» ESTRATTO DELLA PAGINA:
-*-*-

La meditazione. Tutto è nato con la lettura del bellissimo How to Change Your Mind di Michael Pollan (in italiano Come cambiare la tua mente, Adelphi, traduzione di Isabella Blum), che parla delle sostanze psichedeliche, un mio antico interesse rimasto sempre, purtroppo, puramente accademico. Pollan spiega che la meditazione, se praticata con costanza, può produrre effetti simili a quelli dell’LSD, e visto che l’LSD non è proprio a portata di mano ma la meditazione sì, ho deciso di approfittare della solitudine per impegnarmi a meditare. Pratico yoga da vent’anni, e il mio maestro ha sempre provato ad avvicinarmi alla meditazione, ma io, che in gioventù ho avuto un’orribile esperienza con un gruppo di new agers, mi sono sempre rifiutata. Ora lui è molto contento, ma non so come reagirà quando gli spiegherò il motivo che mi ha finalmente spinta a meditare.
Che cosa mangi quando vuoi farti un piccolo regalo? Se vuoi dacci la ricetta.
Sono una mangiatrice parca, mangio sano ma non cucino niente che richieda più di dieci minuti davanti ai fornelli. In genere non mangio carne, ma siccome ritengo che la flessibilità sia molto importante per la salute fisica e mentale, quando voglio farmi un piccolo regalo mi preparo un bel piatto di spaghetti alla carbonara, che mi viene anche piuttosto bene. La ricetta la conoscete tutti.
Che cosa hai letto o stai leggendo?
Leggo come una forsennata. Stavo passando un periodo di angoscia esistenziale in cui mi guardavo intorno e pensavo che non sarei mai riuscita a leggere tutti i libri che continuavo compulsivamente a comprare. Ora che non esco posso passare tutte le sere a leggere, e in più ho preso l’abitudine di ascoltare audiolibri in ogni momento in cui non sto lavorando o parlando al telefono. Leggo e rileggo classici, tutta Jane Austen e poi Jane Eyre e subito dopo quella meraviglia che è Il grande mare dei Sargassi di Jean Rhys, un ritorno alla Guida galattica per autostoppisti quando avevo bisogno di ridere, un ritorno anche alla deliziosa Shirley Jackson (Lizzie, Abbiamo sempre vissuto nel castello) mentre la stavo traducendo, ottimi italiani come Michele Mari (La stiva e l’abisso) e Sandro Veronesi (Il colibrì)… mi è persino passata l’angoscia esistenziale, ma quello sarà merito della meditazione.
Che film e serie tv hai visto o stai vedendo?

-*-*-

[Voci di dati raccolte]
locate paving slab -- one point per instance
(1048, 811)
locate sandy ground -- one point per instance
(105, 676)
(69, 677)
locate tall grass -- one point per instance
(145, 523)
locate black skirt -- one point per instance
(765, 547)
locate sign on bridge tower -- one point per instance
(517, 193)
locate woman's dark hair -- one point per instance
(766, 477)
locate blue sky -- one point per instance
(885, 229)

-*-*-

» ESERCIZIO:
Aggiorna il passo dell'estratto da "Sono una mangiatrice" a "o stai leggendo?", mettendo "venti minuti" al posto di "dieci minuti".

» SPAZIO RISPOSTA:
Sono una mangiatrice parca, mangio sano ma non cucino niente che richieda più di venti minuti davanti ai fornelli. In genere non mangio carne, ma siccome ritengo che la flessibilità sia molto importante per la salute fisica e mentale, quando voglio farmi un piccolo regalo mi preparo un bel piatto di spaghetti alla carbonara, che mi viene anche piuttosto bene. La ricetta la conoscete tutti.
Che cosa hai letto o stai leggendo?